Alıntılanan metin ->
“Vali giderse fetih kutlamalarını nasıl yapacaksınız?” diye soran okura cevabımdır!
Bu soruyu soran ilgili ve meraklı okura vereceğim cevaba, 26 Şubat’ta Tarık Buğra’nın ölüm yıldönümü münasebetiyle iki konferans vermek için gittiğim Akşehir’de rastladığım bir durumu paylaşarak başlamak istiyorum.
Nasreddin Hoca’nın engin mizahıyla gülümseyen dar sokakların sonunda Sultan Dağı’nın eteklerine vardığınızda Seyyid Mahmud Hayrani Türbesi ve Camisi karşılıyor sizi. Yaratıcının cümlenize kattığı bir ruh esiyor yüzünüze. Hemen sol tarafta caminin altında bir hücre dikkatimizi çekiyor, giriyoruz.
Burası bazı kaynaklara göre Timur tarafından Yıldırım Beyazıt’ın esir tutulduğu ve öldüğü cenazelik denen bölüm. Başınızı çarparak girebildiğiniz, nefes bile almanın güç olduğu bir yer. İnce bir sızı geçiyor içimden. Diyorum ki Kültür ve Sosyal İşler Müdürü İbrahim Öncel’e “Bu milleti top, tüfek değil; bir tek esaret yıkar.” Çıkışta caminin duvarına monte edilmiş, zarif bir nezaketle dokusu bozulmadan işlenmiş Roma döneminden kalan sütunlar, kalıntılar gözüme çarpıyor. Gurur duyuyorum ecdadımla.
Biz öyle bir medeniyet olmuşuz ki kendimizden önceki uygarlıkların bile eserlerine değer vermiş, korumuş, onları da kendi bünyemize almış topyekûn bir ruh inşa etmişiz. Biz bîmar eden değil; imar eden bir medeniyet olmuşuz. Bizden hastalık değil hayat yayılmış.
Şimdi bu, geçmişi yok etmeden geleceği inşa eden ataların torunlarına ne oldu da geçmişin şah medeniyetinin gölgesinden bile ürker oldu? Anla şanla bugünlere getirdiğimiz Cumhuriyet’imiz neyin devamıdır? Anadolu’daki bütün medeniyetlerin, Selçuklunun, Osmanlının nefesi yok mudur ülkemizin bugünlerinde?
Bizim bu topraklarda bir hikâyemiz var. Şah kartalın kanadına takılmış, kilometrekarelerce incelikle dokunmuş, bitmişken küllerinden yeniden doğmuş bir ay-yıldız öyküsüdür bu. Şimdi destanlarımızı çocuklarımıza anlatmazsak, öğretmezsek, ülkelerini geleceğe taşıyacak gücü nereden bulacaklar?

Yönergeler ->
1. Akşehir yazısına göre şu soruları yanıtlayın:
(a) Yazar Akşehir'e hangi tarihte, kimin ölüm yıldönümü vesilesiyle gitmiştir?
(b) Yazar "Bu milleti top, tüfek değil; bir tek esaret yıkar." sözünü kime söylemiştir?
(c) Caminin duvarına monte edilmiş sütunlar hangi dönemden kalmadır?
2. Akşehir yazısında "Bu soruyu soran" sözlerinden başlayıp "dikkatimizi çekiyor, giriyoruz." sözlerine kadar, bu sözler de dahil, olan kısmı hiçbir değişiklik yapmadan tekrarlayın.
3. Akşehir yazısını bıraktığı yerden sürdürerek bir sonraki bölümü yazın.
Ardından gelen satırların bu çalışmada hiçbir rolü yoktur.

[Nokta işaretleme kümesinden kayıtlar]
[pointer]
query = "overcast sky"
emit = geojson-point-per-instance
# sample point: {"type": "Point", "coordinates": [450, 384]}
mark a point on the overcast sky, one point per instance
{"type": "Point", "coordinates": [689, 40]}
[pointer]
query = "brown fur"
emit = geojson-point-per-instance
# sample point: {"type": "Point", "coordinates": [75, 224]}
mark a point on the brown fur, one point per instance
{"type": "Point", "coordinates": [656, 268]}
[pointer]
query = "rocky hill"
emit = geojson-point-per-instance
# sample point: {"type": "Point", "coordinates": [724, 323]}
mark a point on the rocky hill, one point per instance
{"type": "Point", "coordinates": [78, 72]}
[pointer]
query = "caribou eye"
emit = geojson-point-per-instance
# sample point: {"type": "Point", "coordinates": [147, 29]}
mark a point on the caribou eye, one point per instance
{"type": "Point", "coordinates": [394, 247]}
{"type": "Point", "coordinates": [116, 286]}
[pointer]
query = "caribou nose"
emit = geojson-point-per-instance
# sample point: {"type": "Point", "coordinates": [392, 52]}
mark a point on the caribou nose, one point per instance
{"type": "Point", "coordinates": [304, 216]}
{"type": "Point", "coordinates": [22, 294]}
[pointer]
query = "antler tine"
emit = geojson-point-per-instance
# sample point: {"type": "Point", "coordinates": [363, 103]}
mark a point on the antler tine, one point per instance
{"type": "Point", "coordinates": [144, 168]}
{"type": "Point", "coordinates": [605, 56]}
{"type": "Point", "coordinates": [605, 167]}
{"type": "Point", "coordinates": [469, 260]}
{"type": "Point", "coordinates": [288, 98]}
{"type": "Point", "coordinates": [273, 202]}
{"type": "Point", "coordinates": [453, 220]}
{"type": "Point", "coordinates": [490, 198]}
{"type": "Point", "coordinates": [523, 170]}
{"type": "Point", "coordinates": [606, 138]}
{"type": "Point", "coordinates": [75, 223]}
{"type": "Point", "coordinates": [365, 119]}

Yanıtlar ->
1.
(a) 26 Şubat'ta, Tarık Buğra'nın ölüm yıldönümü vesilesiyle gitmiştir.
(b) Kültür ve Sosyal İşler Müdürü İbrahim Öncel'e söylemiştir.
(c) Roma döneminden kalmadır.

2.
Bu soruyu soran ilgili ve meraklı okura vereceğim cevaba, 26 Şubat’ta Tarık Buğra’nın ölüm yıldönümü münasebetiyle iki konferans vermek için gittiğim Akşehir’de rastladığım bir durumu paylaşarak başlamak istiyorum.
Nasreddin Hoca’nın engin mizahıyla gülümseyen dar sokakların sonunda Sultan Dağı’nın eteklerine vardığınızda Seyyid Mahmud Hayrani Türbesi ve Camisi karşılıyor sizi. Yaratıcının cümlenize kattığı bir ruh esiyor yüzünüze. Hemen sol tarafta caminin altında bir hücre dikkatimizi çekiyor, giriyoruz.

3.
Fetih kutlamaları bir şeyin alternatifi ya da şenlik değildir. Bir tartışma konusu hele hiç değildir. Ama evet bir şeye taraf olma meselesidir: Türkiye Cumhuriyeti’nin geleceğinden yana olmak, 813 yıldır evimiz yaptığımız Akdeniz’e sahip çıkmaktan yana olmak, bu ülkede sonsuza dek özgürce yaşamaktan yana olmak meselesidir bu.
Şimdi ey ilgili ve meraklı okur; sen müsterih ol lütfen. Bizi biz eden cümlenin baş harfidir fetih. Antalya Valisi Sayın Münir Karaloğlu, unuttuğumuz öz kimliğimizi, baş harfi eksik cümlemizi bize hatırlatmıştır. Ama fetih ne sayın valinin, ne benim ne de senindir. (Galiba zaten senin hiç olmamış.) Fetih Antalyalınındır. Kaş’taki bir kahvaltı salonunda gözleme açan Fatma Ana’nın, Hacıkerimlerli Sıvacı Mustafa’nın, Akseki yaylalarında koyun otlatan Osman Emmi’nin, öğrencinin, öğretmenin, akademisyenin, doktorun, mühendisin, herkesindir. Fetih, bu topraklarda adı Yavuz, Fatih, Mustafa Kemal, Ali, Mehmet, Nene Hatun, Halide, Şerife olan çocuklarındır. Fetih, Antalya’nın çocuklarınındır. Diyeceğim odur ki Antalya Valisi giderse fetih kutlamalarını Antalyalı yapar. Zira bu toprakların insanı değerlerine sahip çıkmayı her dönem bildi, bundan sonra da bilir.
Üstelik zaten fetih kutlamalarını sayın vali tek başına yapmıyorlar. Kendilerinin himayelerinde Antalya’nın bütün kurumları ve sivil toplum kuruluşları el birliğiyle düzenliyorlar. Yani anlayacağın; bu, topyekûn bir sahipleniş. Fetihler bütün milletimizin ve tabi Antalyalının ortak değeridir.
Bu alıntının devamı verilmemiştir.